MATERIAL FOR THIS EXERCISE:
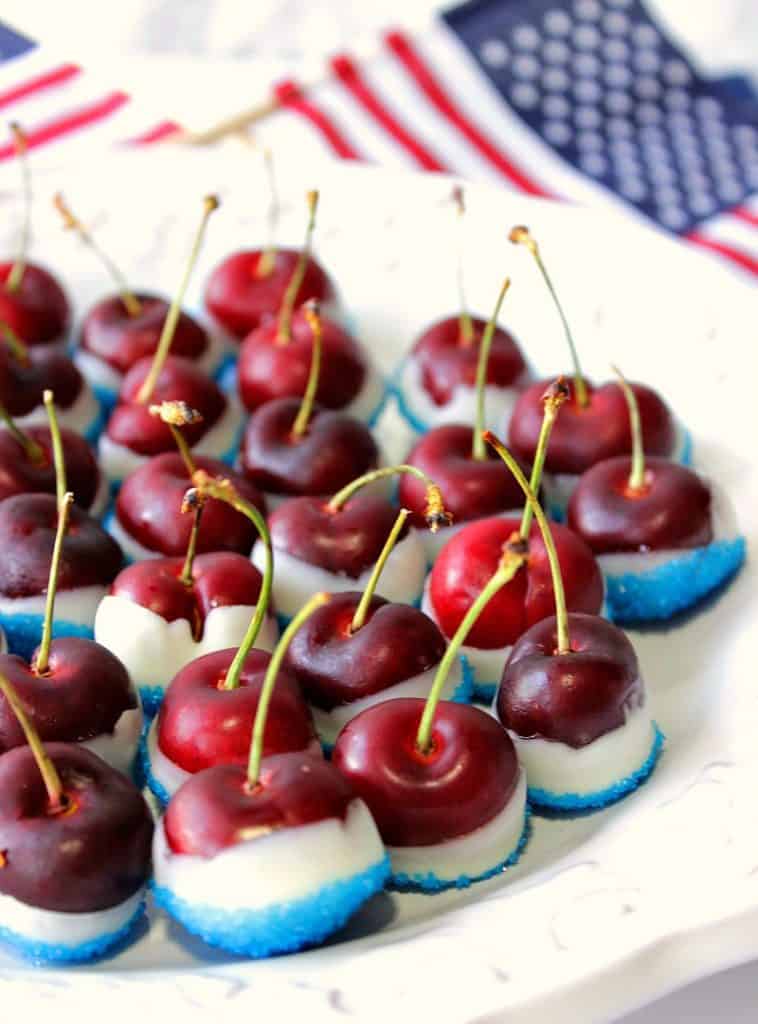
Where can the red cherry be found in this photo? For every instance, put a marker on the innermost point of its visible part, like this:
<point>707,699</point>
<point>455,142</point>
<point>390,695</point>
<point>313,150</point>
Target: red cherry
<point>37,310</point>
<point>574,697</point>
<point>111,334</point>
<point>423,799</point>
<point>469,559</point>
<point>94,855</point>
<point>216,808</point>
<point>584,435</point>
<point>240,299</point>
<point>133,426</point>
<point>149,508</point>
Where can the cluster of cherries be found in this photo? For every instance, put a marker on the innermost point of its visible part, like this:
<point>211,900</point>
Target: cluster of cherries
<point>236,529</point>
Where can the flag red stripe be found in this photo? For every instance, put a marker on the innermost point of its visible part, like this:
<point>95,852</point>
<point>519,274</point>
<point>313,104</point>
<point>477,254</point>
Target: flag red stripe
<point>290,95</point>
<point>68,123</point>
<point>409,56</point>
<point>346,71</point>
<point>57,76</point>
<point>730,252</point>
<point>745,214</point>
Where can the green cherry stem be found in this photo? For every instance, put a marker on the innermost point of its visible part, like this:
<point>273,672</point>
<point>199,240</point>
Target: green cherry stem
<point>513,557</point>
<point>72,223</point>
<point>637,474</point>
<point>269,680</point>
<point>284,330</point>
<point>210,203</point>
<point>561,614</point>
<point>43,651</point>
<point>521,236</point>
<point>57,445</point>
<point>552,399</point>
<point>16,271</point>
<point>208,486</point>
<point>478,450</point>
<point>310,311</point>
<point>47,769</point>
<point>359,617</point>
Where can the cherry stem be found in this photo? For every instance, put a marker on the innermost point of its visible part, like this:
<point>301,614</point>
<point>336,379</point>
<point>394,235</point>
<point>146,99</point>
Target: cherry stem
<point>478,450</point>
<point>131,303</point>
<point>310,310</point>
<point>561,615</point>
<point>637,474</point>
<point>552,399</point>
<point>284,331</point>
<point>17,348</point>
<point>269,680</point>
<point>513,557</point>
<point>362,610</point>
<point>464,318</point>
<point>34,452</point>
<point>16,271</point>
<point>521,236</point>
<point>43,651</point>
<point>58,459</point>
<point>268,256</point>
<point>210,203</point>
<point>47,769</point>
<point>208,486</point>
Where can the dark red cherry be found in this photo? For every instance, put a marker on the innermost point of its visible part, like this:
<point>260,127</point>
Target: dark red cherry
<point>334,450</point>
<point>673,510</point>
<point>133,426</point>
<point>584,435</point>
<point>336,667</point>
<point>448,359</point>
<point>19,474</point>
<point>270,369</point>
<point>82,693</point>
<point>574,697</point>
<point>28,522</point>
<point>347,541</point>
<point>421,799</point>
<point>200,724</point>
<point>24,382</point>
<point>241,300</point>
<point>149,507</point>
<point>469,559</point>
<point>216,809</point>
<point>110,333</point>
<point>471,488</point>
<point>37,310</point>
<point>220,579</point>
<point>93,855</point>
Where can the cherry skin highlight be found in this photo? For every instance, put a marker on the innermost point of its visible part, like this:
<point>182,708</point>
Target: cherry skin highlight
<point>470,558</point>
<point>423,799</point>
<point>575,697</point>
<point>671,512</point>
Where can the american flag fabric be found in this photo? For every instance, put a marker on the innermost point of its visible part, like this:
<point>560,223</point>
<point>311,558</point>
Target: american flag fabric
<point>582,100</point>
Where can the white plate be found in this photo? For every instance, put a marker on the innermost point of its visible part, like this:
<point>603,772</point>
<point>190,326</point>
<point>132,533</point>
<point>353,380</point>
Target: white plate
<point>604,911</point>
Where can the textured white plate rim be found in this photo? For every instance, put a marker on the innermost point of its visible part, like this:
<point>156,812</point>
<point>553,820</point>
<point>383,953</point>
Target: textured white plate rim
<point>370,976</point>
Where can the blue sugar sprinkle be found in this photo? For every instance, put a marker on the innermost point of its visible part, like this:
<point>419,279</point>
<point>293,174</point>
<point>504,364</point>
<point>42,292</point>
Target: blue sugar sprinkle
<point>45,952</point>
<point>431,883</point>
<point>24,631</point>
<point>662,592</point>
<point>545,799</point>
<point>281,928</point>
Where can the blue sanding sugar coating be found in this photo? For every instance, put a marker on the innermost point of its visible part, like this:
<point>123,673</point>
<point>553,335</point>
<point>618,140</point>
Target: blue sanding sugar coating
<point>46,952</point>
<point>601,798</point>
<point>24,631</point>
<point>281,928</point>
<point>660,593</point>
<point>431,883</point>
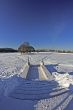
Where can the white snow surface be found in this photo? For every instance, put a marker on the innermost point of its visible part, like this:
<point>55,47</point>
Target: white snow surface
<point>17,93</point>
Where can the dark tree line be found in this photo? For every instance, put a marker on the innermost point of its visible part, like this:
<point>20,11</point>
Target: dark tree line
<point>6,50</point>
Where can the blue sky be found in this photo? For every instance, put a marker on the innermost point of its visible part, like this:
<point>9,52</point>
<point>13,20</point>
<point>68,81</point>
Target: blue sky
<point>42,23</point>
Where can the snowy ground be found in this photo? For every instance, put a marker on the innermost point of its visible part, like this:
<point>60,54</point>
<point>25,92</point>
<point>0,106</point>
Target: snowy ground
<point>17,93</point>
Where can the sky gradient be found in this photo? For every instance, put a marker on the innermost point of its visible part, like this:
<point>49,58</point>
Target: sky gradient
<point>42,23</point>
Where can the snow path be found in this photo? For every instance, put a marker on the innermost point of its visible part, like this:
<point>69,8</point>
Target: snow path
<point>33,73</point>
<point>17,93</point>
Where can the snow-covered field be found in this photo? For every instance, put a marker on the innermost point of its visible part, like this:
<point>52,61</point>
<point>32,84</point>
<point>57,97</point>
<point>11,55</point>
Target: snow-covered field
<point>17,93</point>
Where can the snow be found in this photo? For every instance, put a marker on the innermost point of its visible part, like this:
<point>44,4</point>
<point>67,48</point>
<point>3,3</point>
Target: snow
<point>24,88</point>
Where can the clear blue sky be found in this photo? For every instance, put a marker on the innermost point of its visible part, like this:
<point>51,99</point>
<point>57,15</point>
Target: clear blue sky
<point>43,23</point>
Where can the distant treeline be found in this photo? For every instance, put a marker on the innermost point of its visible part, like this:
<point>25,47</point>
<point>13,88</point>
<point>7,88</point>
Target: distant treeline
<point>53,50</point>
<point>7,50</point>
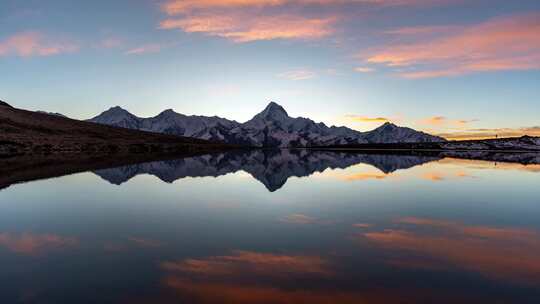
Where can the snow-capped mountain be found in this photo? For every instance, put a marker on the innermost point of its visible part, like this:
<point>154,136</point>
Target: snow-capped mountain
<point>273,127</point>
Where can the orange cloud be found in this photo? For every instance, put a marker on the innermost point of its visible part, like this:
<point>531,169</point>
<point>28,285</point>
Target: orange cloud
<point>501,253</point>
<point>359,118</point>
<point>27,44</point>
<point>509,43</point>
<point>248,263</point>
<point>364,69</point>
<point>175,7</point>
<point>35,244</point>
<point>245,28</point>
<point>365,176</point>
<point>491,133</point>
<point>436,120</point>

WHAT THE TASK ASKS: From the first line of the entries down to the line with "<point>313,150</point>", print each line exactly; omit any picture.

RESPONSE:
Where can the red cherry be found in this photo? For every instance, put a marker on the innermost point of its visible part, like this:
<point>707,699</point>
<point>455,142</point>
<point>390,695</point>
<point>313,150</point>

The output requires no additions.